▶ _PROBLEM TO SOLVE_
Will you transcribe the entries that follow, exactly and in full?

• • • • • • •

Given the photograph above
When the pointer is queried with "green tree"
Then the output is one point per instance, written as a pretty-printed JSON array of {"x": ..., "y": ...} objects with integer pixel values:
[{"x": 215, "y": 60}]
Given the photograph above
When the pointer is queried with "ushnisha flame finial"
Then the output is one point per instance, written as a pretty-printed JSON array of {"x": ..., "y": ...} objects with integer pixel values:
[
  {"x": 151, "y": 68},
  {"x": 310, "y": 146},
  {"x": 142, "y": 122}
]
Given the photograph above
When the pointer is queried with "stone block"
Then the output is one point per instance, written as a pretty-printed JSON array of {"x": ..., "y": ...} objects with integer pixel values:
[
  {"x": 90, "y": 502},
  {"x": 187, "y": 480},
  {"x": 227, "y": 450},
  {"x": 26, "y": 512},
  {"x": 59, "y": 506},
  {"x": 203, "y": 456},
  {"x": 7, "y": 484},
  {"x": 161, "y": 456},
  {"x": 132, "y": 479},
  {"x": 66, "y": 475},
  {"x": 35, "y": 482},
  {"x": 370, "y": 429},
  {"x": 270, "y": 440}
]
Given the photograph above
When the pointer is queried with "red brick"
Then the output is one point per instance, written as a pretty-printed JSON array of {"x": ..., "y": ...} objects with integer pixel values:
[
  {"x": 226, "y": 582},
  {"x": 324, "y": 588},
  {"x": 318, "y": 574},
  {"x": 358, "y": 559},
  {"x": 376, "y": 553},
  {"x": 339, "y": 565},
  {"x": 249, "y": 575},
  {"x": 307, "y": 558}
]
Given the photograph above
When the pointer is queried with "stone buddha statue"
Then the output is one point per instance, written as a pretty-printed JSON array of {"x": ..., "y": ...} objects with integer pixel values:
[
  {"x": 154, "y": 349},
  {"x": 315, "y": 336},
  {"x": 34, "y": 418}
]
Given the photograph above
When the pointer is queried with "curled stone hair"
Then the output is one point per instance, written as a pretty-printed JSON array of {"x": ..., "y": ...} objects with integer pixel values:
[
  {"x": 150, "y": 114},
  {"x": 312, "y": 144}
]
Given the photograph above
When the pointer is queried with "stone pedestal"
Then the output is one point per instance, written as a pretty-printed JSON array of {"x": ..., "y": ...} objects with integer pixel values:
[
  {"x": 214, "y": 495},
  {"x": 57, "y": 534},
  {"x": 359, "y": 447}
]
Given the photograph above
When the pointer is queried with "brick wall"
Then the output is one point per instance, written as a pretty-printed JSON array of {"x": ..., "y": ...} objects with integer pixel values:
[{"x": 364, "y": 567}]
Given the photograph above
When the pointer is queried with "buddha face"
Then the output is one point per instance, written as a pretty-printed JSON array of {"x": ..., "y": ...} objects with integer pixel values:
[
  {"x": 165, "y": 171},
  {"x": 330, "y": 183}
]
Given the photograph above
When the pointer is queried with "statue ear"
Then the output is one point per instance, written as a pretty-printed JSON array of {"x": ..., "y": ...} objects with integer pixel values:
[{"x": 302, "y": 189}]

• • • • • • •

▶ _WRITTEN ANSWER_
Given the photograph above
When the pointer is queried with "green tree"
Then the output is one point per instance, written as a pretty-printed JSON array of {"x": ..., "y": ...} objects with integer pixel values:
[{"x": 215, "y": 60}]
Given the photograph above
When the pointer is queried with "ushnisha flame finial"
Then the output is one point per instance, written as a pretty-printed JSON array of {"x": ..., "y": ...} objects with integer pixel values:
[
  {"x": 151, "y": 68},
  {"x": 310, "y": 146},
  {"x": 142, "y": 122}
]
Given the photograph above
When the pointer is queried with "stone block"
Then the output is one point per instance, written as a pretty-printed JSON array of {"x": ..., "y": ...} objects with integer pixel values:
[
  {"x": 90, "y": 502},
  {"x": 187, "y": 480},
  {"x": 227, "y": 450},
  {"x": 26, "y": 512},
  {"x": 59, "y": 506},
  {"x": 203, "y": 456},
  {"x": 7, "y": 484},
  {"x": 161, "y": 456},
  {"x": 132, "y": 479},
  {"x": 66, "y": 475},
  {"x": 35, "y": 482},
  {"x": 370, "y": 429},
  {"x": 270, "y": 440}
]
Given the photograph above
When the pointer is queried with "red brick"
Then the output is one point per instance, written as a pretty-printed JSON array of {"x": ..., "y": ...} objects with integer pixel values:
[
  {"x": 226, "y": 582},
  {"x": 324, "y": 588},
  {"x": 318, "y": 574},
  {"x": 358, "y": 559},
  {"x": 376, "y": 553},
  {"x": 339, "y": 565},
  {"x": 249, "y": 575},
  {"x": 307, "y": 558}
]
Given the photograph above
When the pointer is queried with "stone buddha statue"
Then the output is one point per instance, written as a pretty-printed JSON array of {"x": ..., "y": ...} objects with integer pixel values:
[
  {"x": 154, "y": 349},
  {"x": 315, "y": 336},
  {"x": 34, "y": 418}
]
Given the photograph above
When the pointer is queried with "curled stone hair"
Then the output is one point per instance, written as a pretty-printed JSON array of {"x": ..., "y": ...} objects with integer pixel values:
[
  {"x": 150, "y": 114},
  {"x": 312, "y": 144}
]
Given the photograph above
When the pointer is queried with "stone pedestal"
Then the output is one point per instance, written as a pretty-printed JSON array of {"x": ..., "y": ...} objects with integer pixel values:
[
  {"x": 214, "y": 495},
  {"x": 57, "y": 534},
  {"x": 359, "y": 447}
]
Given the photograph above
When the pointer is queried with "brick wall"
Then the output is one point per instance, written as a pretty-printed JSON array of {"x": ..., "y": ...} objects with integer pixel values:
[{"x": 364, "y": 567}]
Given the photograph above
When the pointer is queried with "buddha face"
Then the output is one point per instance, written as a pretty-printed JSON array of {"x": ..., "y": ...} objects with integer pixel values:
[
  {"x": 165, "y": 171},
  {"x": 330, "y": 183}
]
Given the photograph above
When the pointer is queried with "statue ear"
Then the output is one point per instance, written as a pretty-printed JSON array of {"x": ..., "y": ...} objects with integer pixel values:
[{"x": 302, "y": 189}]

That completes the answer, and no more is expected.